- _Selected extract_
########

Bootstrapping Lightning Network
Transcript By: Bryan Bishop
Bootstrapping LN: What have we learned?
Building on Bitcoin 2018
My name is Fabrice Drouin. I work with ACINQ. We are a comapny working on printing LN. I am going to talk about what happens, what was the process of bootstrapping and developing lightning and what happened on mainnet.
Who doesn’t know what lightning is? And who has used lightning? Okay, almost everyone. It’s an evolution on the idea of payment channels. I think it’s from 2011 actually. The first big step for lightning was the lightning network paper published in 2015 by Drja.
Rusty Russell published a series of article in 2015 about how to go from an interesting concept to something that could be implemented.
Lightning started basically as indepdndent innovations in 2015 and in 2016 something really important happened in Milan. We decided to go for an open-source process or RFC-like process. Instead of having lightning driven by a group of a specific company, lightning is first a process to build an open-source specification. Anyone just with the specs can implement lightning. It’s very important because I do believe lightning got a lot of interest because of that structure and the fact that there was not one single company behind it. There is no ICO, no token. It’s an open-source specification that is very detailed. It has everything you need to implement it yourself. Each company is building their own implementation. Other people working on lightning implementations- at least two of them, one in Japan, and someone working on a python implementation. And one is being made at MIT, which is lit. This structure is particularly successful. The open spec and organization is important.
The specs reached v1 in December. Right now, you have all 3 major implementations are live on mainnet as of April 2018.
Basis of lightning technology
… you can have a good idea of how it works just by looking at the specs.
You can have one transaction to open a lightning channel. It’s publsihed on the blockchain. Each party, Alice and Bob, exchange messages and updates… it’s a valid bitcoin transaction but it’s not published. You can update the valid bitcoin transaction which you don’t publish. You update bitcoin transactions, but you don’t publish.
The closing transactions- suppose you are happy with the balance on your channel. Alice and Bob can agree on the final transaction and get their money back on the blockchain. You update a transaction that splits how to spend the money.
How do payments work?

########

Records from a collection:

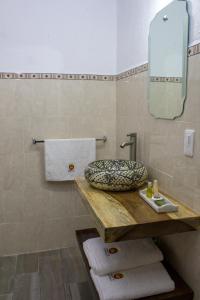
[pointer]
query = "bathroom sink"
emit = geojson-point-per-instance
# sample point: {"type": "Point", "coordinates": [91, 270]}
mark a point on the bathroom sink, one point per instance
{"type": "Point", "coordinates": [116, 175]}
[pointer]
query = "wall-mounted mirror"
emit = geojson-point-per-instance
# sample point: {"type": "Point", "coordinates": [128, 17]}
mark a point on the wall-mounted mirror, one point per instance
{"type": "Point", "coordinates": [168, 42]}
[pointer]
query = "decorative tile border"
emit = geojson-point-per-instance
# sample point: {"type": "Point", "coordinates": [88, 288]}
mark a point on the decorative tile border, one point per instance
{"type": "Point", "coordinates": [166, 79]}
{"type": "Point", "coordinates": [193, 50]}
{"type": "Point", "coordinates": [132, 72]}
{"type": "Point", "coordinates": [57, 76]}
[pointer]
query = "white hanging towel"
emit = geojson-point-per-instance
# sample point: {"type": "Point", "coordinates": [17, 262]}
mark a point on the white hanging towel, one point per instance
{"type": "Point", "coordinates": [105, 258]}
{"type": "Point", "coordinates": [66, 159]}
{"type": "Point", "coordinates": [140, 282]}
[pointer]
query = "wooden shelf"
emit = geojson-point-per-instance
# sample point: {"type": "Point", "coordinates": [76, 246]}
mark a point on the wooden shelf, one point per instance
{"type": "Point", "coordinates": [124, 215]}
{"type": "Point", "coordinates": [182, 290]}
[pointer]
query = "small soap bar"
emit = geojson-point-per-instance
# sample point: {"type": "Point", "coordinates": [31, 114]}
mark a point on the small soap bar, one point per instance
{"type": "Point", "coordinates": [160, 202]}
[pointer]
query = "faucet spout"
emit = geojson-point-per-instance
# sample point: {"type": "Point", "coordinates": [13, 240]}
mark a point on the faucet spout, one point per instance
{"type": "Point", "coordinates": [133, 145]}
{"type": "Point", "coordinates": [126, 144]}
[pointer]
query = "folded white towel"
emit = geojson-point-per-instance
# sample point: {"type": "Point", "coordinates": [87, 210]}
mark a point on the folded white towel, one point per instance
{"type": "Point", "coordinates": [66, 159]}
{"type": "Point", "coordinates": [136, 283]}
{"type": "Point", "coordinates": [105, 258]}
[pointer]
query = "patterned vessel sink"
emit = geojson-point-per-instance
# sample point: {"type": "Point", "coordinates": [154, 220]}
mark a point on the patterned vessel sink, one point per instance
{"type": "Point", "coordinates": [116, 175]}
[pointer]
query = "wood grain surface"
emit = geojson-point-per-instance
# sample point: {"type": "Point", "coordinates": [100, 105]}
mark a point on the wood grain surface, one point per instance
{"type": "Point", "coordinates": [124, 215]}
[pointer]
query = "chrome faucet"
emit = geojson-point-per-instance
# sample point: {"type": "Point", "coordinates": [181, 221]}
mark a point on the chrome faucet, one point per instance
{"type": "Point", "coordinates": [133, 145]}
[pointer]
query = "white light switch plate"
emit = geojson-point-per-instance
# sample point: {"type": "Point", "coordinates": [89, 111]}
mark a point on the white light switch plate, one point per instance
{"type": "Point", "coordinates": [189, 142]}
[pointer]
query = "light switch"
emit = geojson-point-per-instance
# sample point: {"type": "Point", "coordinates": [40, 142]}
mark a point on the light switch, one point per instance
{"type": "Point", "coordinates": [189, 142]}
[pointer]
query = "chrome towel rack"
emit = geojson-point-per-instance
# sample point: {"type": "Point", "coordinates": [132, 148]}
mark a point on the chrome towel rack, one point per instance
{"type": "Point", "coordinates": [34, 141]}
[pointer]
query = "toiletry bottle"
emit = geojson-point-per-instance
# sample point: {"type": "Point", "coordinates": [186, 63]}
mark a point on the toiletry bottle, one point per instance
{"type": "Point", "coordinates": [149, 192]}
{"type": "Point", "coordinates": [155, 189]}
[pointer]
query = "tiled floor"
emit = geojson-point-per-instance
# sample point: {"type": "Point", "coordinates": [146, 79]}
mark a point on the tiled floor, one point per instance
{"type": "Point", "coordinates": [52, 275]}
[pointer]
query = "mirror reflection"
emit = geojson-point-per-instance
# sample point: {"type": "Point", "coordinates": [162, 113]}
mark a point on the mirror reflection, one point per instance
{"type": "Point", "coordinates": [168, 42]}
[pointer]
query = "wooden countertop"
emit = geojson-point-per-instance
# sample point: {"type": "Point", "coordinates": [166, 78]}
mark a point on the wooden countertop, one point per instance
{"type": "Point", "coordinates": [124, 215]}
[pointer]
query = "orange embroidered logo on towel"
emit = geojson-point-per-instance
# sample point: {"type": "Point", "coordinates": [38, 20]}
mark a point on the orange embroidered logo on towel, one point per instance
{"type": "Point", "coordinates": [71, 167]}
{"type": "Point", "coordinates": [113, 250]}
{"type": "Point", "coordinates": [117, 275]}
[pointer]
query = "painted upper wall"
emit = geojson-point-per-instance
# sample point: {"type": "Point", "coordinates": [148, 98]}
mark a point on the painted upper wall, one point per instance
{"type": "Point", "coordinates": [58, 36]}
{"type": "Point", "coordinates": [133, 20]}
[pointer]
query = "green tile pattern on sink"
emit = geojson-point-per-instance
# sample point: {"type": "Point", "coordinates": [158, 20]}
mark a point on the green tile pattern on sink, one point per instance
{"type": "Point", "coordinates": [116, 175]}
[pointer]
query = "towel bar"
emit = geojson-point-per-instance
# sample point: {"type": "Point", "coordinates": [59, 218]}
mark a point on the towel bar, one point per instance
{"type": "Point", "coordinates": [34, 141]}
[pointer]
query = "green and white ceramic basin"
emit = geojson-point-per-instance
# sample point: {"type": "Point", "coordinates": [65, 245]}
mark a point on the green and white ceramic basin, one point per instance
{"type": "Point", "coordinates": [116, 175]}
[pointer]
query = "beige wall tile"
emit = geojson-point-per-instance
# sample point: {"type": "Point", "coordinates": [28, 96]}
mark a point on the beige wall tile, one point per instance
{"type": "Point", "coordinates": [35, 214]}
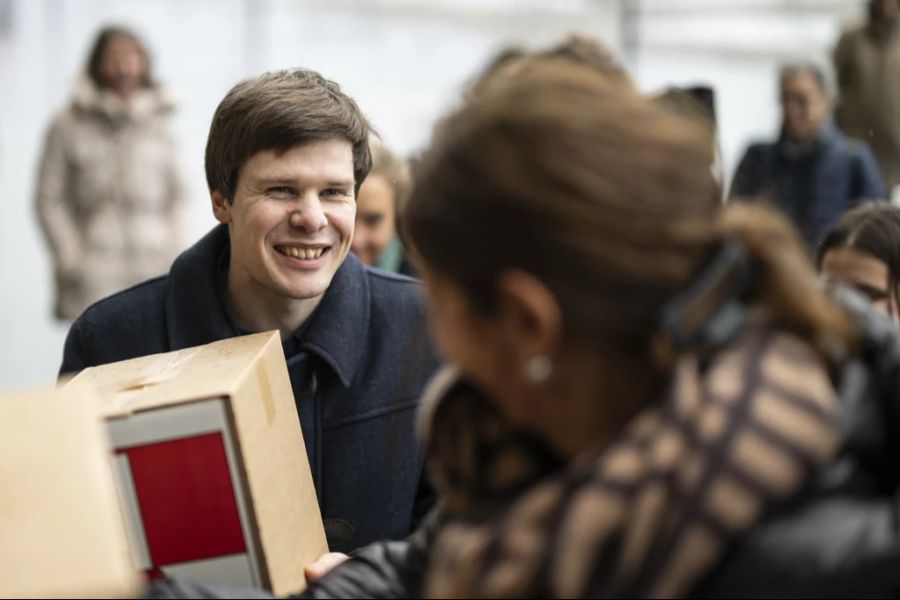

########

- _Required tasks_
1 > Translate this sentence from the Lightning Network transcript into Spanish: "It’s an open-source specification that is very detailed."
2 > Extend the Lightning Network transcript past its final line, continuing the talk in the same spoken register.
The listing is separate material and is distinct from the Lightning Network transcript.

- _Outputs by task_
1 > Es una especificación de código abierto muy detallada.

2 >
Most of you have tried this. It looks like bitcoin. You have a QR code and you scan it. You have a destination and payment hash. It creates a packet and it gets forwarded to the nodes on the route. Basically it works using preimages. For those of you have used lightning, this can realistically happen within one or two seconds. You get instant payments, and you don’t have to worry about confirmations. Also it can work with small amounts.
Phase 1: testnet
Our first phase was to test on testnet. We were able to validate the transport layers, encryption stuff the way we use transactions. We were able to iron out compatibility issues. We were able to validate implementation choices because… something I forgot to mention, it’s very important, it’s possible to have different implementations. For bitcoin, it’s still an open question as to whether it’s good to have multiple bitcoin implementations. Clients must always reach the same results all the time. However, lightning is different and what happens is more like tradiational client-server communication. The exchange you have with your peers has no impact on the rest of the network. It’s easy to have multiple implementations, and if something doesn’t work, it’s easy to upgrade. There are no global consensus issues like in bitcoin. It’s not like changing a wheel on a moving car. It’s very easy and we do it all the time.
There is a block explorer. There’s y’alls. You can buy articles for micropayments and you can read stuff.
We also saw on testnet… a lot of bugs went unreported. A lot of nodes were unreliable. Many of them were never reachable in the first place. Some users forgot to open ports, so you couldn’t reach the nodes in the first place. So, testnet for lightning is much less reliable than lightning on mainnet. Most of then odes on testnet… they are offline most of the time. It’s a bit frustrating. It was time for us to take the training wheels off.
Reckless at last: Lightning on mainnet
All of the main implementations were running on mainnet on April. Who bought stickers on lightning? Okay, quite a lot of people in the audience.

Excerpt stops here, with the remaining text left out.